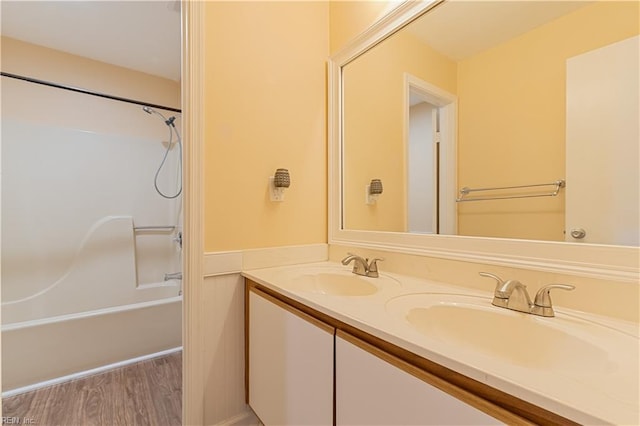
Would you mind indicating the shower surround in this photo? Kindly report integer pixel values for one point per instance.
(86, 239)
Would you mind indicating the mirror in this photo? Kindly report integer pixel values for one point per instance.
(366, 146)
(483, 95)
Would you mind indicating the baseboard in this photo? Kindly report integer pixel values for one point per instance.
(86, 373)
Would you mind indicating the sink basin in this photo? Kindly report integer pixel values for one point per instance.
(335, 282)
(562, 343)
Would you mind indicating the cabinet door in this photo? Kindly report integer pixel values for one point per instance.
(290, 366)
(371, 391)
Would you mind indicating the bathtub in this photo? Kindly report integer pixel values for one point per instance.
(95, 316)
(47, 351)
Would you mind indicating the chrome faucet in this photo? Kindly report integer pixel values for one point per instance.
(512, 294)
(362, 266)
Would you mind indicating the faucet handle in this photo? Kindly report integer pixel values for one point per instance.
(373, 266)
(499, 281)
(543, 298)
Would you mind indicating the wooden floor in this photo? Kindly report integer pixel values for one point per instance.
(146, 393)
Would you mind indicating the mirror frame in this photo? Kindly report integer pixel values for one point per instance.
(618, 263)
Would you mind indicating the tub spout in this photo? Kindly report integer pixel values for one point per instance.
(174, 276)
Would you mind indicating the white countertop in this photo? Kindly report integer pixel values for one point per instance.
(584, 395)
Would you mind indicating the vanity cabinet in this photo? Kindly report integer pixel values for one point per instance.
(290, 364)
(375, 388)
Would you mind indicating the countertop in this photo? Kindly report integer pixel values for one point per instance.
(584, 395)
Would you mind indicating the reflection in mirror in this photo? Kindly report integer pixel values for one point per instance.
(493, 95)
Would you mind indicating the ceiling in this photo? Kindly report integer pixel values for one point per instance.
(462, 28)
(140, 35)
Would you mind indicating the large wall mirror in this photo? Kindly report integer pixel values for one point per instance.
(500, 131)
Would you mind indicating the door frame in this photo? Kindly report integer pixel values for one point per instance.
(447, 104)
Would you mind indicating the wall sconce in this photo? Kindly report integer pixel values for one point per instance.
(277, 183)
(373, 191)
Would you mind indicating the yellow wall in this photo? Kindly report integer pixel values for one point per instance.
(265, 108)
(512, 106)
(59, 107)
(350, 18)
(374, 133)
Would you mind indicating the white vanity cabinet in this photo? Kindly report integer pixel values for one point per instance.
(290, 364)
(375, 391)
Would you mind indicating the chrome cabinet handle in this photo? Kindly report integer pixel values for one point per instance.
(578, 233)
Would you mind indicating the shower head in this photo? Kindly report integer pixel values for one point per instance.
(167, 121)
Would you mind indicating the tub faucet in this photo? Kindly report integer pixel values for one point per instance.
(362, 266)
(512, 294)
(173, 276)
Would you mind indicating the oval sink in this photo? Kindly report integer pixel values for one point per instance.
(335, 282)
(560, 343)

...

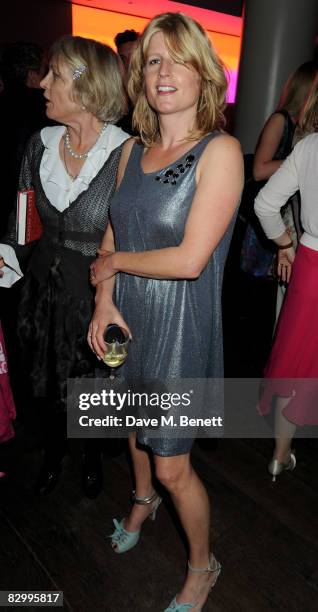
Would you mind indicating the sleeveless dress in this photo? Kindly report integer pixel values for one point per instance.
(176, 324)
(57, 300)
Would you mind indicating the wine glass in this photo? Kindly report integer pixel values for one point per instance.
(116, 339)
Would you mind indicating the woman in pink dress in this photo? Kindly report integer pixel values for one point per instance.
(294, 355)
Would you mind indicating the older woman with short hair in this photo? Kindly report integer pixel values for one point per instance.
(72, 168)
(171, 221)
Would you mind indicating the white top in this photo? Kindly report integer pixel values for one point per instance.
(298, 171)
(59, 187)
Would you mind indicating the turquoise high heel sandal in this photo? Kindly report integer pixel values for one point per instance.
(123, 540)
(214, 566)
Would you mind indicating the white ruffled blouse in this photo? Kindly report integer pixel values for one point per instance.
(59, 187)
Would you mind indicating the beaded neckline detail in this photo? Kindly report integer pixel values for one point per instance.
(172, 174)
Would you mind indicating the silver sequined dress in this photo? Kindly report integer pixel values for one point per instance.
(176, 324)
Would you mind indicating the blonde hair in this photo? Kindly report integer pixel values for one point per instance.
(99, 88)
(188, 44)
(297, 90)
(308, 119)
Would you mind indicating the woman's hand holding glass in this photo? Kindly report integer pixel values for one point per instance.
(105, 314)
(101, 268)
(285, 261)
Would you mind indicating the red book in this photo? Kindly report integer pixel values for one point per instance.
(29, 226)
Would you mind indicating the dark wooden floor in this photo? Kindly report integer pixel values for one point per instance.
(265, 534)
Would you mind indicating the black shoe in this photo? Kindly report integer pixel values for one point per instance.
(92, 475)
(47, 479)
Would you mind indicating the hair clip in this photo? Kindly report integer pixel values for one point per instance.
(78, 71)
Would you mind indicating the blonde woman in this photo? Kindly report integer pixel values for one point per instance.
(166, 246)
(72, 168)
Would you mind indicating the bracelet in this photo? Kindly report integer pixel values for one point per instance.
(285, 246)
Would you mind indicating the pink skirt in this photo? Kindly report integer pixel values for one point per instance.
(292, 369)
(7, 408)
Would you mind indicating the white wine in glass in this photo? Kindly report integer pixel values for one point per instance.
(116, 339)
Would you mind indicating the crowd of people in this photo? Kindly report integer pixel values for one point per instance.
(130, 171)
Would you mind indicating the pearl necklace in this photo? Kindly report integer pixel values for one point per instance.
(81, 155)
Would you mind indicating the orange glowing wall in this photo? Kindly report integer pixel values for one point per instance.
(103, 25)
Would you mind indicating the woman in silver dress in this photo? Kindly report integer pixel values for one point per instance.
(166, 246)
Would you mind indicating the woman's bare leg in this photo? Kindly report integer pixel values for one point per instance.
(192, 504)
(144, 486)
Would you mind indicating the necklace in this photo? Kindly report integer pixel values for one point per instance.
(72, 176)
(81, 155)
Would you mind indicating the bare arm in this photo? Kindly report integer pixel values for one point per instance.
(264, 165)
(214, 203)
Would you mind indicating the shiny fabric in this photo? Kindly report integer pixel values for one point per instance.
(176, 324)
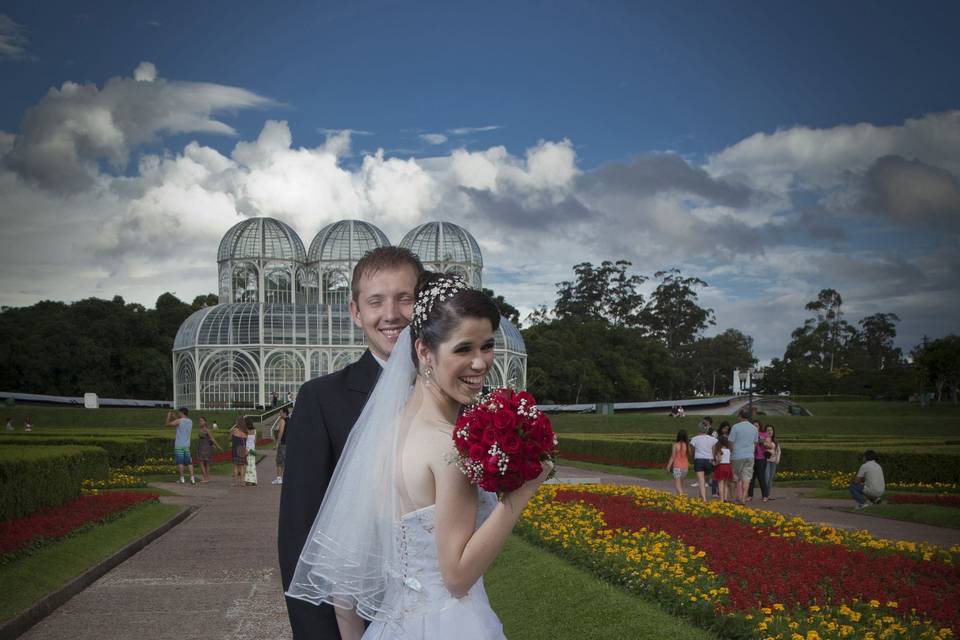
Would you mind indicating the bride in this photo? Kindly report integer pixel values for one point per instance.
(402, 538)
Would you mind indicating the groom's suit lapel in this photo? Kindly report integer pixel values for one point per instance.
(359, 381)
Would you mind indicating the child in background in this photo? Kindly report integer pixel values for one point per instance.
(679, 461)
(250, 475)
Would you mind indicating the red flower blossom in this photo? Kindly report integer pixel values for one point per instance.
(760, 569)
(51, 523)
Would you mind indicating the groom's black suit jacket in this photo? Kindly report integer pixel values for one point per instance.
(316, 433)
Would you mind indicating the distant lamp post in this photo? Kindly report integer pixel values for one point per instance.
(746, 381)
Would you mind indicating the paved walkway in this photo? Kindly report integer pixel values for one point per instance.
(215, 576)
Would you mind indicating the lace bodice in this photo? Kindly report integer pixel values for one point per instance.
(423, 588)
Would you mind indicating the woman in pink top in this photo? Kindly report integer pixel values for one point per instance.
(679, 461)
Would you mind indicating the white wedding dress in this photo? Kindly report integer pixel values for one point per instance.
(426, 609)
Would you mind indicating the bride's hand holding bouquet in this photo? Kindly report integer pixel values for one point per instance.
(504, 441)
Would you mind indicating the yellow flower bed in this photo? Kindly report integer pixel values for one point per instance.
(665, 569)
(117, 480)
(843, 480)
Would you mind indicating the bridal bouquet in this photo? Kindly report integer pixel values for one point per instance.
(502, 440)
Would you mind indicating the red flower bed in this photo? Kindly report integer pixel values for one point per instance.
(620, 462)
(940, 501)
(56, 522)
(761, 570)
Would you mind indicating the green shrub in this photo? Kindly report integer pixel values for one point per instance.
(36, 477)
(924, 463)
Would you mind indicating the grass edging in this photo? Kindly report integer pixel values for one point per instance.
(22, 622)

---

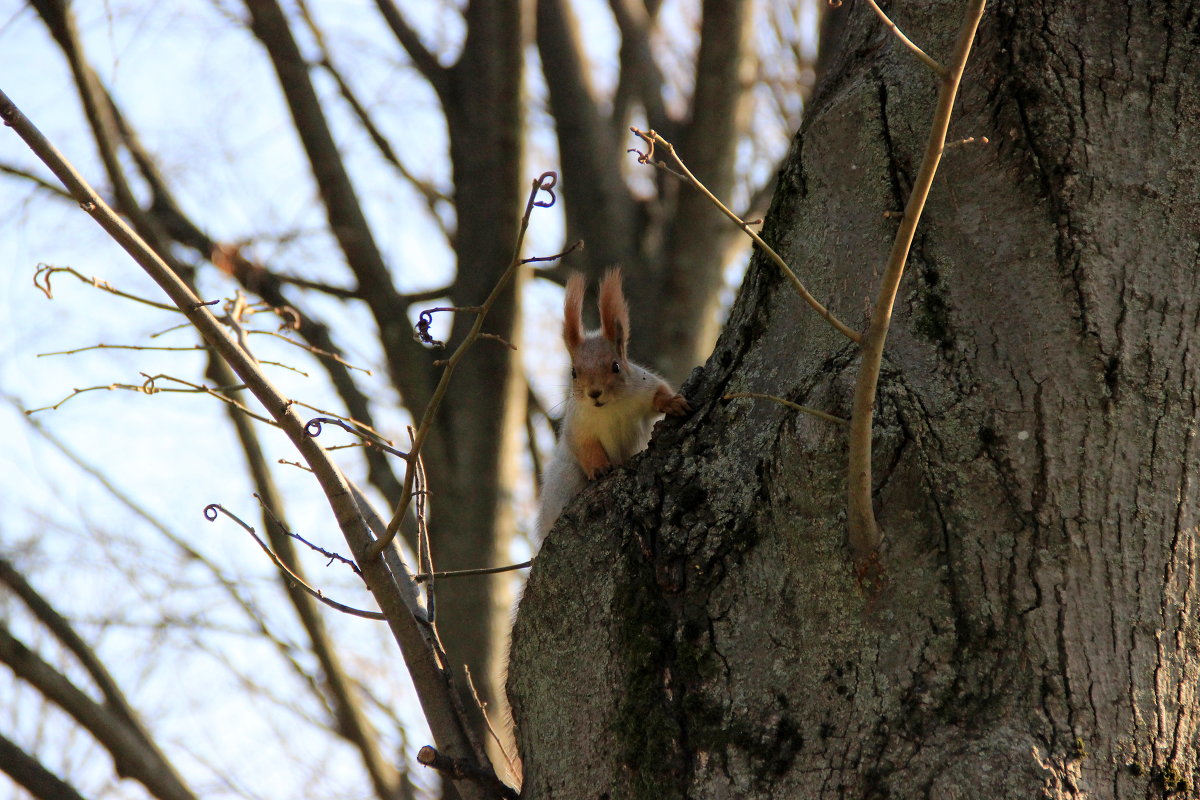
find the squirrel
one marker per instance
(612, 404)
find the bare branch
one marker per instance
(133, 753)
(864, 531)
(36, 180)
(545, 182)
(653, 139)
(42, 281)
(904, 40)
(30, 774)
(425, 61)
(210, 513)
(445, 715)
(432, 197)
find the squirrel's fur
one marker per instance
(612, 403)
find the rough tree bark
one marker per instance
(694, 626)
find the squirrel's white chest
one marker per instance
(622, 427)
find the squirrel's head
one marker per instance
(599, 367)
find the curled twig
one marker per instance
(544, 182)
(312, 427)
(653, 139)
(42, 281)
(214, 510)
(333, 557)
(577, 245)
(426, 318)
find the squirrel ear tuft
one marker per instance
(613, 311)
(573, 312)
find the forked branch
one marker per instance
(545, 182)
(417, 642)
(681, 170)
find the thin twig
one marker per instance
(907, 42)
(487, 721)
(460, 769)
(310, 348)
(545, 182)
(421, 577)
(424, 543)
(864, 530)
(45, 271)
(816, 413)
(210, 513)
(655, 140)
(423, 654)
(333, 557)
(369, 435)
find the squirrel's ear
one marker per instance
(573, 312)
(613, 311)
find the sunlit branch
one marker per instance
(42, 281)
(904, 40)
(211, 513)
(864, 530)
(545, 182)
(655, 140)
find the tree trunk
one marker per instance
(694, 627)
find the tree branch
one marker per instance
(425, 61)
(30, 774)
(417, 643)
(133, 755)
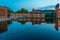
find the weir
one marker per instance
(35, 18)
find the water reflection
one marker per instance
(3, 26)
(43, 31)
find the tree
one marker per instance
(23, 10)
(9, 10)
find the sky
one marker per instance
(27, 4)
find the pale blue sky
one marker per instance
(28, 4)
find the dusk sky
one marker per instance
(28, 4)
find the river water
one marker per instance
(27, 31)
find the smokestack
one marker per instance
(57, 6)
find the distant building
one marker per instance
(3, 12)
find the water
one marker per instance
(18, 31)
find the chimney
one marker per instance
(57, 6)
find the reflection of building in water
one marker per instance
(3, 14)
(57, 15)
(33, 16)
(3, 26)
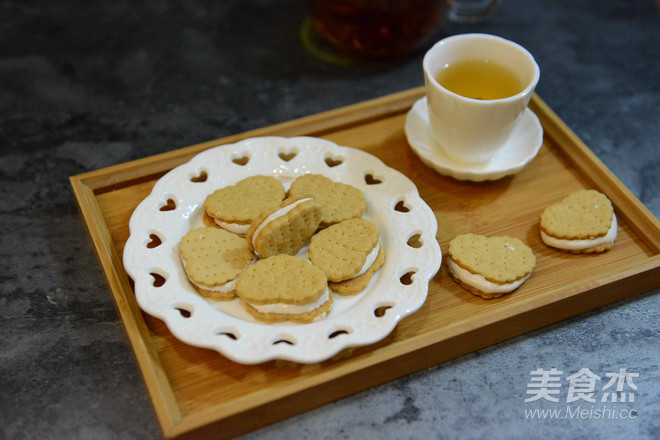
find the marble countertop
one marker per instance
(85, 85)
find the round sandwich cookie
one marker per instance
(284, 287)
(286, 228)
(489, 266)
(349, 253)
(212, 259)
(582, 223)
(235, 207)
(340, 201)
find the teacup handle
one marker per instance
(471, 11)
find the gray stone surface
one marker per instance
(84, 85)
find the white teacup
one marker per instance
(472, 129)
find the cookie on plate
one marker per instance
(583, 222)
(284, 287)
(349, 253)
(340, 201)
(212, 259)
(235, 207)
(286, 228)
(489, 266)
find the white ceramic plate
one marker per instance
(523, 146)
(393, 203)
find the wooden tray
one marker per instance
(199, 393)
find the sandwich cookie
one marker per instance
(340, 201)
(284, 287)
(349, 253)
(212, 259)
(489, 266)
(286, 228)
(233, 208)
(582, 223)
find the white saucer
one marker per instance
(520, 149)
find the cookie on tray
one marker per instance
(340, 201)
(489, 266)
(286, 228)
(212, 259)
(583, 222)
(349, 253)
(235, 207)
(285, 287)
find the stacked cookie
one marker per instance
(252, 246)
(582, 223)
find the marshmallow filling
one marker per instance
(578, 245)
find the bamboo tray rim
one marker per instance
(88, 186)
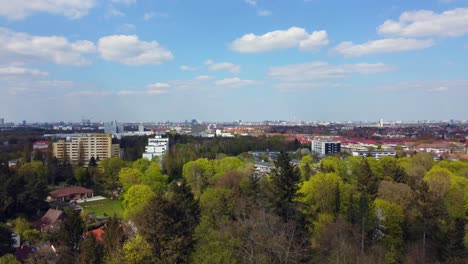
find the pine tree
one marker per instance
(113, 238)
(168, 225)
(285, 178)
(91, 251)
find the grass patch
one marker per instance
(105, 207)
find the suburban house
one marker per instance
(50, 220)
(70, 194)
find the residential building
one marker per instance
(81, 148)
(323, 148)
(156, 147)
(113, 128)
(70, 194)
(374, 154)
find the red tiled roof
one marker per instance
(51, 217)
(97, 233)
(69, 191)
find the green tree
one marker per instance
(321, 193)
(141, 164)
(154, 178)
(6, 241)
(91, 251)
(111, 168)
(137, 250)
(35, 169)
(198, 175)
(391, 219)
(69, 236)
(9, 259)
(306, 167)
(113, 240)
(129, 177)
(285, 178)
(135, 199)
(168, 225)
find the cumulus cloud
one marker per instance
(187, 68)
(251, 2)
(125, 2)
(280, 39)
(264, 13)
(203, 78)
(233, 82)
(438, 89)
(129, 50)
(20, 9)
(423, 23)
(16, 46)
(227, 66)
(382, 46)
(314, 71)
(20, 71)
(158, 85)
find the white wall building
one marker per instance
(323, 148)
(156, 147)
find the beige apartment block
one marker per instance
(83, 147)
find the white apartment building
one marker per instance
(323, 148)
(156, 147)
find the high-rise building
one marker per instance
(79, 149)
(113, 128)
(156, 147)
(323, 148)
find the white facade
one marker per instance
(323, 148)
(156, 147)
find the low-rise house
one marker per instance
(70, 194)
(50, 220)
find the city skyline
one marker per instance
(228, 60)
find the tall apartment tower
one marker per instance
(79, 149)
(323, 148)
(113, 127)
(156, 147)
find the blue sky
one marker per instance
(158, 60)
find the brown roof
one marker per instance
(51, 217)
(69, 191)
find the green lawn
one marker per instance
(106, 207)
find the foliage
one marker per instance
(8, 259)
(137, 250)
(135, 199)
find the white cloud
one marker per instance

Problem description:
In these entries, please give the number of lines holding the string "roof" and nothing more.

Reply to the task:
2